____ Record list

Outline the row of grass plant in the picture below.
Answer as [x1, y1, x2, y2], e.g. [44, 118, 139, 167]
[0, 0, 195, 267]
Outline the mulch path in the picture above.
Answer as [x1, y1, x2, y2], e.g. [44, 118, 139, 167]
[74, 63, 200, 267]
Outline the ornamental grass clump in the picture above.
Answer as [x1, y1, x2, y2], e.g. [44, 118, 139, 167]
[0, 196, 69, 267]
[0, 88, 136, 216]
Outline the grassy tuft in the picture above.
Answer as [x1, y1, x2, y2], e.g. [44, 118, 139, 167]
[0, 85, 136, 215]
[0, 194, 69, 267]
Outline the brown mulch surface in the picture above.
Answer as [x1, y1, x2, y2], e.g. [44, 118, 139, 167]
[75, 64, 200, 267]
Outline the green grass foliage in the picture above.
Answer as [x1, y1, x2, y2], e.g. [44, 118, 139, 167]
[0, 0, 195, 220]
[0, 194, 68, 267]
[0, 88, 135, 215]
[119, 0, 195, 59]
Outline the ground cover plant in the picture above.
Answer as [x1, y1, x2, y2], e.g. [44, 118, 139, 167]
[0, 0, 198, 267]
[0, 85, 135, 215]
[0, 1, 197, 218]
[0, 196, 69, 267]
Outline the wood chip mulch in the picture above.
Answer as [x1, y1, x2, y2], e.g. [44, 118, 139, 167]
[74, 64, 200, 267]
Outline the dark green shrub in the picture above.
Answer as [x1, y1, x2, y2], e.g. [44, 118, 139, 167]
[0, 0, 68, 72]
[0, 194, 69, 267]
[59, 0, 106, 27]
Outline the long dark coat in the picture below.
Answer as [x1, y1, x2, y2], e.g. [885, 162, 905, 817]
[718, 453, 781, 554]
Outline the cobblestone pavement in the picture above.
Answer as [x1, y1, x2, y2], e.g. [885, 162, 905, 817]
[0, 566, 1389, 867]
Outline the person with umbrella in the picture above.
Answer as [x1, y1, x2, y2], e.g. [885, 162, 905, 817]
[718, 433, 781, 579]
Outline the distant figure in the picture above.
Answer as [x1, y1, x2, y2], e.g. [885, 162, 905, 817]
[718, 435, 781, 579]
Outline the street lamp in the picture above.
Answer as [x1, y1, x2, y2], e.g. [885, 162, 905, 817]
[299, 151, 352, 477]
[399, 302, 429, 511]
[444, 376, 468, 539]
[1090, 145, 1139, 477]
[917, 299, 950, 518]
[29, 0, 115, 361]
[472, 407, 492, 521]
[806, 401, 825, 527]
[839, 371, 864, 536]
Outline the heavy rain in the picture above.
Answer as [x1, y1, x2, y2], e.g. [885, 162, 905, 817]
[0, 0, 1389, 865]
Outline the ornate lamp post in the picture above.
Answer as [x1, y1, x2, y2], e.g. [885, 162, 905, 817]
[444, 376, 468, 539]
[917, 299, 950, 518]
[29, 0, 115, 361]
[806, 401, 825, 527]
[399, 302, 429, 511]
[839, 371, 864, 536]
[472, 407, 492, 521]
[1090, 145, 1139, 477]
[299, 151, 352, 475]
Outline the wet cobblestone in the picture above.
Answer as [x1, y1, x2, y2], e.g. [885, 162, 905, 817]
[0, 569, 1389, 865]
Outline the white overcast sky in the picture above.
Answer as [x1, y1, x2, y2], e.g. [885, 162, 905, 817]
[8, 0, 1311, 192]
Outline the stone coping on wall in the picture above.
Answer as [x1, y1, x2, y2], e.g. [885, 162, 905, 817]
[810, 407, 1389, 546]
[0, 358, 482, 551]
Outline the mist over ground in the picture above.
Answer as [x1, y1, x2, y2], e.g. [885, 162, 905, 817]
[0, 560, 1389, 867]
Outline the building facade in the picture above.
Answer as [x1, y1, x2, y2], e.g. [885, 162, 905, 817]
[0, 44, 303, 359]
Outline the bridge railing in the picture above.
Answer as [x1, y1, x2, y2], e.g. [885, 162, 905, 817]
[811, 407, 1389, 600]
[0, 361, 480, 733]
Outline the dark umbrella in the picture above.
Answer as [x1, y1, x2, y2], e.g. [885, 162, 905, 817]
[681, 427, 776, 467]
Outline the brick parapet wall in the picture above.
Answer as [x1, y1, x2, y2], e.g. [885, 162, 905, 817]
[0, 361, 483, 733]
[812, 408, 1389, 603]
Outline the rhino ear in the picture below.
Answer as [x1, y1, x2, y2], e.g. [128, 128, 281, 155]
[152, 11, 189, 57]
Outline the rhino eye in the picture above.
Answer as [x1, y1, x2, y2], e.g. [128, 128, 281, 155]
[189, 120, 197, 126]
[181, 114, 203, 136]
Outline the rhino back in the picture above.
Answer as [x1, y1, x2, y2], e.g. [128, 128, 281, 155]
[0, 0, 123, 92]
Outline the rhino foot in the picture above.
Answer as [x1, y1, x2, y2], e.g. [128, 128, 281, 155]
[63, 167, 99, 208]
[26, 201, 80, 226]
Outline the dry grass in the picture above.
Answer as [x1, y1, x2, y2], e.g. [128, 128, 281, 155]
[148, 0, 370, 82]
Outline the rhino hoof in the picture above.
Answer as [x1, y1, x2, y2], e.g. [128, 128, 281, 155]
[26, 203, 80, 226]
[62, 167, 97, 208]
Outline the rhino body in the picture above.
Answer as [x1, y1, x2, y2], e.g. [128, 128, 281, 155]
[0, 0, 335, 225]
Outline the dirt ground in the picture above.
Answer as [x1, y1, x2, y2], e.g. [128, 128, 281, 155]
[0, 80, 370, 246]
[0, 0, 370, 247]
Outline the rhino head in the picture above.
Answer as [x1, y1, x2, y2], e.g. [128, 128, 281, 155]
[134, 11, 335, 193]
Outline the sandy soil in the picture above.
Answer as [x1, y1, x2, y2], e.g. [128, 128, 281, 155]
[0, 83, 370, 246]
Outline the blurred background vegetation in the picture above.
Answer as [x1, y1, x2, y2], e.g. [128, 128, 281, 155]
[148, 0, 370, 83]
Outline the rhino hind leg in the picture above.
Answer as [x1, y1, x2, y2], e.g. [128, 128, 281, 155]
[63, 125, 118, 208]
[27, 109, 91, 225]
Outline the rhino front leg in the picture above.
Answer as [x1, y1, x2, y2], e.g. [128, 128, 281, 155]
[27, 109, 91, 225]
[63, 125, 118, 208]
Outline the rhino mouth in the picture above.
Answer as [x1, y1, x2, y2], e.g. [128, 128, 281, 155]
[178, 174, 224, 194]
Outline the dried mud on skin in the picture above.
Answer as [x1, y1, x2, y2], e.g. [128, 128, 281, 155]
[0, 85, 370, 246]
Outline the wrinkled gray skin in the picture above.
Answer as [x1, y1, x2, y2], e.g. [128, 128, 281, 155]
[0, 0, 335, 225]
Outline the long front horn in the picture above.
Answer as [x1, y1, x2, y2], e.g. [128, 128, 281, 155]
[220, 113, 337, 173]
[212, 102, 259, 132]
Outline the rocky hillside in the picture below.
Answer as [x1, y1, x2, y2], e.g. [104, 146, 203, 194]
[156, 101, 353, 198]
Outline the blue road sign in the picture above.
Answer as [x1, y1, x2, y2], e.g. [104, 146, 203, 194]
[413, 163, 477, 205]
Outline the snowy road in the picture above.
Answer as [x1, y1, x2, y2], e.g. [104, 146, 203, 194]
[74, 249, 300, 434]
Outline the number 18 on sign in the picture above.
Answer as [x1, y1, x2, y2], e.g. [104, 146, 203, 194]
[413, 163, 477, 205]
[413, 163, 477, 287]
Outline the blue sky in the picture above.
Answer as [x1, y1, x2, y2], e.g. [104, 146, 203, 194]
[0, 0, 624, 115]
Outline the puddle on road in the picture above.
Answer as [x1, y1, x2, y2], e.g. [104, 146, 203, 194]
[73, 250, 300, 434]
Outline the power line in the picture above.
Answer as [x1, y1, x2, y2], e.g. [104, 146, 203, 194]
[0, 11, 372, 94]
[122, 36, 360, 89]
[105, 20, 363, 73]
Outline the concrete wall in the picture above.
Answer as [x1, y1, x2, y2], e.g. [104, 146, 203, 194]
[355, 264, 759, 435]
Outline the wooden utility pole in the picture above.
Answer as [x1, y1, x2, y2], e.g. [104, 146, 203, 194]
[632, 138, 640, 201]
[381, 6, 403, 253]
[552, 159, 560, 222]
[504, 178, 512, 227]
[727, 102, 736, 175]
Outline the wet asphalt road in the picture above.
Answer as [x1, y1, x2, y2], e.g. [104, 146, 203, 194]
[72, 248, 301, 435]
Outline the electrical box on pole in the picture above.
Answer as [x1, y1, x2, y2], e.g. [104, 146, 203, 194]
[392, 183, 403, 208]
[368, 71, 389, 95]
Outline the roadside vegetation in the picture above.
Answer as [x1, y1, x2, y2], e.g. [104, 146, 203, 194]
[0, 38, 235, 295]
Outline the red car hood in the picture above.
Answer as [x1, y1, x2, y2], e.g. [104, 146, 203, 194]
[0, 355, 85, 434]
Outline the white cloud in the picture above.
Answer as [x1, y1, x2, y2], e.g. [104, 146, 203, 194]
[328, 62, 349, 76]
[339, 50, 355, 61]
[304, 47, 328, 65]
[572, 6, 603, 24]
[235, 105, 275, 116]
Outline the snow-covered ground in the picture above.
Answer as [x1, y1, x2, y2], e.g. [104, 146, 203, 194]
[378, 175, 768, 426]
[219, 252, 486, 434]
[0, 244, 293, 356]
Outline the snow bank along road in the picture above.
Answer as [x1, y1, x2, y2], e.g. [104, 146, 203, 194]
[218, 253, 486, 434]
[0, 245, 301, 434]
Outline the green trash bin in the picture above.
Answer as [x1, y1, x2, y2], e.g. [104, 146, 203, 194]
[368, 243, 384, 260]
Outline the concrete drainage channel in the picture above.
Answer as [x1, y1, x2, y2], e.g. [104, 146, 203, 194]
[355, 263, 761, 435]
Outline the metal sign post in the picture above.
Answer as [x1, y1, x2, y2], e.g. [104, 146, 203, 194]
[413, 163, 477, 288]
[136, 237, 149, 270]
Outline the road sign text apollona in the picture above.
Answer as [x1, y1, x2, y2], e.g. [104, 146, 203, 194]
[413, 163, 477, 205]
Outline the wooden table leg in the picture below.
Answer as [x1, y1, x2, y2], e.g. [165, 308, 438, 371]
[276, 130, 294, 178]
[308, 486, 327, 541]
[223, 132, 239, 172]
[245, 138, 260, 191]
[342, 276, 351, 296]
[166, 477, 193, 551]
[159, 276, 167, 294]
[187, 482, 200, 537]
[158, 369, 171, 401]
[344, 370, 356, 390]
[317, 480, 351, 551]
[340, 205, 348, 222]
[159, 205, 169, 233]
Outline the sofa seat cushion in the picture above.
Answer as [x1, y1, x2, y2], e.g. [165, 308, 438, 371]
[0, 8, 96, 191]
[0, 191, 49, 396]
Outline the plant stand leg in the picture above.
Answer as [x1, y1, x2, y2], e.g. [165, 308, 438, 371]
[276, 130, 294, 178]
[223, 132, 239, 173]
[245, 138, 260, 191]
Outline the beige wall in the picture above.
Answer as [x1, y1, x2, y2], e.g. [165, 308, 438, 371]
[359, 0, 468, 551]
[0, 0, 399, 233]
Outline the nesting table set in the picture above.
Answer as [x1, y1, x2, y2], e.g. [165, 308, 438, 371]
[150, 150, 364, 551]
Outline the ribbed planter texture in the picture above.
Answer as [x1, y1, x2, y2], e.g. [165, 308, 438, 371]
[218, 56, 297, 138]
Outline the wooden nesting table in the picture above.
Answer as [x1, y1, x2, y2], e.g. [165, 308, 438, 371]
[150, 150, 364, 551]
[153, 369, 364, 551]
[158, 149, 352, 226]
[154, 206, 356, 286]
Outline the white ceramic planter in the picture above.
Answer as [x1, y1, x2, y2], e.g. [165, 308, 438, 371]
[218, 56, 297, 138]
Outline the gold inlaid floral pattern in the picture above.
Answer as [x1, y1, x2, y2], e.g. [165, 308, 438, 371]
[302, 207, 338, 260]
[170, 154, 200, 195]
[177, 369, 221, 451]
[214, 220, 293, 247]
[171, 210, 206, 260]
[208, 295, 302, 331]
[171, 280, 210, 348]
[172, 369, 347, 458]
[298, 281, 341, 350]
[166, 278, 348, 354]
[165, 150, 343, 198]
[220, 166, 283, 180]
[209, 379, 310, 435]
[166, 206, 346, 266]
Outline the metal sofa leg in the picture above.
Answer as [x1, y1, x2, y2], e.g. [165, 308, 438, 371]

________

Do this: Add -96 to every bounding box coordinate in the answers, then give the lines again, requests included, from the line with "Outline the dry grass in the picture above." to the line with "[62, 167, 97, 208]".

Exercise output:
Outline the dry grass in the picture above.
Answer as [x1, y1, x2, y2], e.g. [128, 128, 281, 155]
[52, -96, 274, -14]
Outline the rhino hoof in the picture above.
Answer as [x1, y1, x2, y2], e.g. [128, 128, 281, 155]
[-70, 107, -16, 130]
[-34, 71, 1, 112]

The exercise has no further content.